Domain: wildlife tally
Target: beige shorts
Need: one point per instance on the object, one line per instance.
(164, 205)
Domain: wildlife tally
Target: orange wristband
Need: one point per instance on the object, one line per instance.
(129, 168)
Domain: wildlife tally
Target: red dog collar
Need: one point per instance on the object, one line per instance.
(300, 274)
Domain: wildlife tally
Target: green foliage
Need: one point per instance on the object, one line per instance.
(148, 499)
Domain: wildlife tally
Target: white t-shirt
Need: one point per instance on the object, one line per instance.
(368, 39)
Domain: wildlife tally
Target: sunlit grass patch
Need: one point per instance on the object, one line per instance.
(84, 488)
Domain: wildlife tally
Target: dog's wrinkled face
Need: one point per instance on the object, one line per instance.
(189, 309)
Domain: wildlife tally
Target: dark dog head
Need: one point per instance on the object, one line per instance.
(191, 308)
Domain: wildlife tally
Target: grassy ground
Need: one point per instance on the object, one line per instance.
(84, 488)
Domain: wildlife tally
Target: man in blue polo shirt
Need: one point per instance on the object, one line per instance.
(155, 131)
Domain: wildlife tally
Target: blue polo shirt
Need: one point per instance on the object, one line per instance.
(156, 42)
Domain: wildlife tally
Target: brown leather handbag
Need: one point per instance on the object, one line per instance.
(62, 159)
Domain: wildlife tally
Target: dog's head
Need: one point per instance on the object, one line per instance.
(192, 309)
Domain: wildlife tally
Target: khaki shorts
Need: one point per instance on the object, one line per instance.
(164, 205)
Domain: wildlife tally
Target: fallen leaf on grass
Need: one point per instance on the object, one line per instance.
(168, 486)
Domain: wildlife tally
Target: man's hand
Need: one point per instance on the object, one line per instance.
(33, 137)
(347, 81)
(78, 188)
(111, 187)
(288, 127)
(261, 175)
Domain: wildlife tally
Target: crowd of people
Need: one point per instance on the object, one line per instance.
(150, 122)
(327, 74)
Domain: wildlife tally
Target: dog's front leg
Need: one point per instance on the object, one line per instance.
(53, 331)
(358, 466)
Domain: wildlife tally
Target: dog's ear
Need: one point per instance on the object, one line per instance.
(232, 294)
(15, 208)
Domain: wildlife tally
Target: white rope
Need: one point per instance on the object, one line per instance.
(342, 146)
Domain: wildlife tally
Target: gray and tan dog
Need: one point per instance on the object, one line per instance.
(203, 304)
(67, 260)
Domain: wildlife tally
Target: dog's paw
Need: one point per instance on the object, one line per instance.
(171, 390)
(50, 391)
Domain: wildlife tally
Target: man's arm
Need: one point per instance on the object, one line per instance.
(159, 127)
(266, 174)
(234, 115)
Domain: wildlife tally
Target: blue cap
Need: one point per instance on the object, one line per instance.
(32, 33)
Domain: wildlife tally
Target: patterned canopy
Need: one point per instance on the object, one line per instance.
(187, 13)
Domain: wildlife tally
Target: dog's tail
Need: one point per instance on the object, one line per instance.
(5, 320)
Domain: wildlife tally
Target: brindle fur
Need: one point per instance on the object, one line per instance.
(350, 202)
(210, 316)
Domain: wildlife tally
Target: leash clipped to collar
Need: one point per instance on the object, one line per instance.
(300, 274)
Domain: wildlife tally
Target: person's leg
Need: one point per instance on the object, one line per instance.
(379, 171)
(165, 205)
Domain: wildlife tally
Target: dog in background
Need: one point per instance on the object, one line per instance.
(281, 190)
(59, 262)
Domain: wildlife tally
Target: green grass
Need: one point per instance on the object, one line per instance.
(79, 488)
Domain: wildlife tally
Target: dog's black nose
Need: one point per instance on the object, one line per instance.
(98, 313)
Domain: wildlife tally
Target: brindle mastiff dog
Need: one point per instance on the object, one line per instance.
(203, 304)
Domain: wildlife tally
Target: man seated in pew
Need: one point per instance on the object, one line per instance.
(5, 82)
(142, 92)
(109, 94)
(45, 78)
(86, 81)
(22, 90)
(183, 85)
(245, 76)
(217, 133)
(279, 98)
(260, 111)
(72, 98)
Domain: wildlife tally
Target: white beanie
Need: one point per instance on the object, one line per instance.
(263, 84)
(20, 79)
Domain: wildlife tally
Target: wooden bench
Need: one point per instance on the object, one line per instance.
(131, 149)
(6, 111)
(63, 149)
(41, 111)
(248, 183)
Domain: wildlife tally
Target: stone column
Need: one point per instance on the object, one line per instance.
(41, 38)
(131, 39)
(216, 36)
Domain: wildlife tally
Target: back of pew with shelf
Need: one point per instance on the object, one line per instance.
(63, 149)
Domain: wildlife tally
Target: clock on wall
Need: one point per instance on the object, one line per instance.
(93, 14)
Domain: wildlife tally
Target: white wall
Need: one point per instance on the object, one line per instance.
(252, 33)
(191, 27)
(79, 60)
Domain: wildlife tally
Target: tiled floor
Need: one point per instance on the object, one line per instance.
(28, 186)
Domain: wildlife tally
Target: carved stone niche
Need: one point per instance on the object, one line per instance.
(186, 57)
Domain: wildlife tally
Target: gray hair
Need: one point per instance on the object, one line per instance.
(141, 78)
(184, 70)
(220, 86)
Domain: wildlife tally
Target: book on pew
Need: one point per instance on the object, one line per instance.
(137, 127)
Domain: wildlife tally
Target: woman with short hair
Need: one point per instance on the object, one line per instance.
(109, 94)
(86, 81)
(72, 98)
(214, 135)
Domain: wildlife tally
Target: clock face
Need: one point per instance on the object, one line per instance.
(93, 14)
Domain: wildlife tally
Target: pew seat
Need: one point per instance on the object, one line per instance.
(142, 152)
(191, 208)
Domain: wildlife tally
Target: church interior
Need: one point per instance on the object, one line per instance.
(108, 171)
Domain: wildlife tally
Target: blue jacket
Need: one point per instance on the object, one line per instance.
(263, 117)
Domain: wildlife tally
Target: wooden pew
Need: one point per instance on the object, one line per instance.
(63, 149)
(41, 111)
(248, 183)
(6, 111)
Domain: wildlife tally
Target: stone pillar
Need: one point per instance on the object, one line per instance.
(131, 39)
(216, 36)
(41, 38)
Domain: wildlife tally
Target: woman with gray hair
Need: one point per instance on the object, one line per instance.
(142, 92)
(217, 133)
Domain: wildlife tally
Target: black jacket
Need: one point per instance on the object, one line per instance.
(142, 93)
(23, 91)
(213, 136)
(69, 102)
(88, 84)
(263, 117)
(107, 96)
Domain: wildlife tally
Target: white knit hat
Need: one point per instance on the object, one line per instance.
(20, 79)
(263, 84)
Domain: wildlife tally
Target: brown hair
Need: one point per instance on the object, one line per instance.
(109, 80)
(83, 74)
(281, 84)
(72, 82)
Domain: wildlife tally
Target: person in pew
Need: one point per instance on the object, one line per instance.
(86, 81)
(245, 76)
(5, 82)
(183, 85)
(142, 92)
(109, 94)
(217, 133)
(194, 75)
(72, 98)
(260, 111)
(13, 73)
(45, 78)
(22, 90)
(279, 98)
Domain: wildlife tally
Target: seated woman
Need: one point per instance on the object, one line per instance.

★ ★ ★ ★

EXERCISE INSTRUCTIONS =>
Reproduce the data in its entirety, matching each character.

TASK OUTPUT =>
Domain: wildlife tally
Target: beige shorts
Need: one point per instance on the object, one line per instance.
(164, 205)
Domain: wildlife tally
Target: orange wristband
Need: one point per instance on the object, one line per instance.
(129, 168)
Domain: wildlife tally
Target: red dog collar
Need: one point per instance on the object, one line per instance.
(300, 274)
Domain: wildlife tally
Target: green foliage
Need: one point per instance on the object, one line per instance.
(148, 499)
Domain: wildlife tally
Target: white t-shirt
Need: one point per instance on the object, one line per instance.
(368, 39)
Domain: wildlife tally
Target: sunlit grass patch
Need: one point per instance on the object, one line per instance.
(84, 488)
Domain: wildlife tally
Target: dog's wrinkled face
Need: one point per instance on the object, one line per instance.
(189, 309)
Domain: wildlife tally
Target: dark dog head
Need: one point per instance on the object, one line per instance.
(191, 308)
Domain: wildlife tally
Target: grassy ground
Need: one point per instance on the object, one line per instance.
(84, 488)
Domain: wildlife tally
Target: man in blue polo shirt
Need: one point per instance on the object, one line per instance.
(155, 131)
Domain: wildlife tally
Target: blue polo shirt
Need: one point per instance on the object, one line per instance.
(156, 42)
Domain: wildlife tally
Target: brown leather handbag
Need: one point per instance on the object, one line per instance.
(62, 159)
Domain: wildlife tally
Target: dog's head
Need: one point per instance on the object, one line per instance.
(192, 309)
Domain: wildlife tally
Target: khaki shorts
Need: one point per instance on the object, one line per instance.
(164, 205)
Domain: wildlife tally
Target: fallen leaf on grass
Need: one point per instance on the object, one line per instance.
(168, 486)
Domain: wildlife tally
Target: man's hand
Need: one point per instance on the object, one line per instance.
(33, 137)
(347, 81)
(78, 188)
(111, 187)
(288, 127)
(261, 175)
Domain: wildlife tally
Target: crowd of people
Need: one point per instance on the object, one line per instance.
(150, 122)
(327, 74)
Domain: wildlife tally
Target: dog's front leg
Need: one point per instance on the object, one line per instance.
(53, 331)
(358, 466)
Domain: wildlife tally
Target: dog's ear
Need: one point per instance on the object, one line per instance.
(232, 294)
(15, 208)
Domain: wildlife tally
Target: white rope
Need: one point per instance on the object, one line per instance.
(342, 146)
Domain: wildlife tally
Target: gray and tan dog
Need: one point per instance on the object, one line per instance.
(203, 304)
(67, 260)
Domain: wildlife tally
Target: dog's paw
Need: one point per instance on the object, one line per instance.
(171, 390)
(50, 391)
Domain: wildlife tally
Target: man's arm
Need: one point per instance on the object, one line per instance.
(159, 127)
(266, 174)
(234, 115)
Domain: wildlife tally
Target: blue cap
Need: one point per instance on the object, one line per instance.
(32, 33)
Domain: wildlife tally
Target: patterned canopy
Need: one point per instance on the object, one line per instance.
(187, 13)
Domain: wildlife tally
Target: dog's tail
Need: one point per instance on the object, one line per instance.
(5, 320)
Domain: wildlife tally
Target: brindle fur
Need: one point per instance on the object, one line per instance.
(350, 202)
(210, 316)
Domain: wildlife tally
Target: leash clipped to collar
Need: one point per instance on the object, one line per instance.
(300, 274)
Domain: wildlife tally
Target: person's leg
Need: one point per instance on the object, one line per instance.
(379, 171)
(165, 205)
Domain: wildlife tally
Target: dog in background
Need: one point per instance on the object, one line per instance.
(281, 190)
(59, 262)
Domain: wildlife tally
Target: green grass
Need: one point per instance on the object, one line per instance.
(79, 488)
Domain: wildlife tally
Target: dog's black nose
Need: one point per instance on the object, one line per instance.
(98, 313)
Domain: wildlife tally
Target: brindle mastiff dog
Need: one point per instance on the object, one line per instance.
(203, 304)
Domain: wildlife tally
Target: man seated in pew
Need: one point per instance on the object, one line per instance.
(5, 82)
(142, 92)
(109, 94)
(45, 78)
(86, 81)
(22, 90)
(183, 85)
(245, 76)
(217, 133)
(279, 98)
(260, 111)
(72, 98)
Domain: wildlife tally
Target: white beanie
Need: one point per instance on the object, one line per instance.
(263, 84)
(20, 79)
Domain: wildlife tally
Target: wooden bench
Need: one point per instance on the object, one line per instance.
(131, 149)
(6, 111)
(63, 149)
(41, 111)
(248, 183)
Domain: wildlife tally
Target: stone column
Need: one point per instance on the object, one line per instance.
(41, 38)
(131, 39)
(216, 36)
Domain: wildlife tally
Target: back of pew with shelf
Need: one point per instance on the object, one line per instance.
(63, 149)
Domain: wildlife tally
Target: clock on wall
Need: one point per instance on the object, one line per instance.
(93, 14)
Domain: wildlife tally
Target: white wall
Need: one point per instance on the object, one line per instance.
(252, 33)
(191, 27)
(79, 60)
Domain: wildlife tally
Target: tiled floor
Need: one point per instance on the object, one line per instance.
(28, 186)
Domain: wildlife tally
Target: carved stone niche
Need: one point per instance on the object, one line per instance.
(186, 57)
Domain: wildlife tally
Target: gray hair
Need: one point per instance on the object, one line per instance.
(141, 78)
(184, 70)
(220, 86)
Domain: wildlife tally
Target: book on pew
Need: one point per instance on the object, one line per instance.
(137, 127)
Domain: wildlife tally
Target: woman with short hair
Need: one point per instance on the object, one line per instance.
(109, 94)
(86, 81)
(72, 98)
(214, 135)
Domain: wildlife tally
Target: clock face
Need: one point per instance on the object, one line per instance.
(93, 14)
Domain: wildlife tally
Target: pew seat
Need: one point per instance on the object, one line per instance.
(142, 152)
(191, 208)
Domain: wildlife tally
Target: church interior
Need: one point per instance on the object, one line per instance.
(108, 171)
Domain: wildlife tally
Target: blue jacket
Need: one point per instance on the object, one line per instance.
(263, 117)
Domain: wildlife tally
Target: wooden pew
Need: one point per instance on the object, one line per instance.
(63, 149)
(41, 111)
(248, 183)
(6, 111)
Domain: wildlife tally
Target: stone pillar
Need: one point per instance on the object, one line per instance.
(131, 39)
(216, 36)
(41, 38)
Domain: wildlife tally
Target: woman with gray hair
Need: one point per instance on the object, one line per instance.
(142, 92)
(217, 133)
Domain: wildlife tally
Target: black jacket
Need: one point per instance on the object, one line per instance.
(142, 93)
(23, 91)
(213, 136)
(69, 102)
(88, 84)
(263, 117)
(107, 96)
Domain: wildlife tally
Target: white knit hat
Need: one point per instance on the object, one line per instance.
(20, 79)
(263, 84)
Domain: wildlife tally
Target: brown hair
Need: one point per instance on the object, one line per instance.
(109, 80)
(83, 74)
(281, 84)
(72, 82)
Domain: wildlife tally
Target: person in pew
Need: one point per instance on the object, one line per instance.
(86, 81)
(245, 76)
(5, 82)
(183, 85)
(142, 92)
(109, 94)
(217, 133)
(194, 75)
(72, 98)
(260, 111)
(13, 73)
(45, 78)
(22, 90)
(279, 98)
Domain: wildlife tally
Target: seated woman
Need: one point per instance on the object, one line per instance.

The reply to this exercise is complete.